WITH A NEW INTRODUCTION BY SIMON CALLOW

In 1939, as Europe approaches war, Isherwood, an instinctive pacifist, travels west to California, seeking a new set of beliefs to replace the failed Leftism of the thirties. There he meets Swami Prabhavananda, a Hindu monk, who will become his spiritual guide for the next thirty-seven years. Late-night drinking sessions, free love, and the glamour of writing for the Hollywood studios alternate with meditation, abstinence and the study of religious texts in a compelling tug of war between worldliness and holiness.

DATA SECTION:
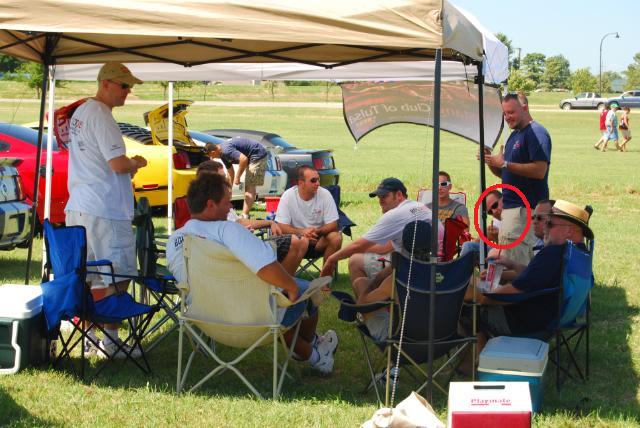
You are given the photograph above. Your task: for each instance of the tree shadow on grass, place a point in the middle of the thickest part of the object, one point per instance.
(12, 414)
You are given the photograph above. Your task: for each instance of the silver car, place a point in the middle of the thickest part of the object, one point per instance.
(584, 100)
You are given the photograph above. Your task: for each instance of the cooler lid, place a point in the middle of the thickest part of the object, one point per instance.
(20, 301)
(514, 353)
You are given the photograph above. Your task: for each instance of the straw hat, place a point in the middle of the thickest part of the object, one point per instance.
(574, 214)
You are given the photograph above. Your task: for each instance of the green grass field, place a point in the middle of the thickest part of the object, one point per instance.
(608, 181)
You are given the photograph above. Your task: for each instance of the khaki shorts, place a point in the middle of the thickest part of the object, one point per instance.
(513, 222)
(108, 239)
(254, 176)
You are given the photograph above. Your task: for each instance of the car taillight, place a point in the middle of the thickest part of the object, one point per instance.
(181, 161)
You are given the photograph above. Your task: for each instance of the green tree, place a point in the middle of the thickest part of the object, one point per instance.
(583, 81)
(9, 64)
(556, 72)
(519, 81)
(533, 64)
(633, 73)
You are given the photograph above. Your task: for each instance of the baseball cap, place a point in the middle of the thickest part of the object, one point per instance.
(117, 72)
(387, 185)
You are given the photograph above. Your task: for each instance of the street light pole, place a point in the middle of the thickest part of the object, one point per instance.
(602, 40)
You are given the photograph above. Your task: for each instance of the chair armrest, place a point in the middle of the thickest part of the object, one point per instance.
(520, 297)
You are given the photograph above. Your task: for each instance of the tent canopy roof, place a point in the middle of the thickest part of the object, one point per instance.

WHAT THIS EXERCISE ASKS:
1. From the book description, set down everything from "In 1939, as" down to "worldliness and holiness.".
2. In the book description, who becomes Isherwood's spiritual guide?
3. Turn the paragraph of the book description that begins "In 1939, as Europe approaches war" into a short list that keeps its main facts.

RESULTS:
1.
In 1939, as Europe approaches war, Isherwood, an instinctive pacifist, travels west to California, seeking a new set of beliefs to replace the failed Leftism of the thirties. There he meets Swami Prabhavananda, a Hindu monk, who will become his spiritual guide for the next thirty-seven years. Late-night drinking sessions, free love, and the glamour of writing for the Hollywood studios alternate with meditation, abstinence and the study of religious texts in a compelling tug of war between worldliness and holiness.

2. Swami Prabhavananda, a Hindu monk.

3.
- In 1939, as Europe nears war, Isherwood, an instinctive pacifist, travels west to California.
- He is seeking new beliefs to replace the failed Leftism of the thirties.
- There he meets Swami Prabhavananda, a Hindu monk, who becomes his spiritual guide for thirty-seven years.
- His life alternates between worldliness (late-night drinking, free love, Hollywood studio writing) and holiness (meditation, abstinence, study of religious texts).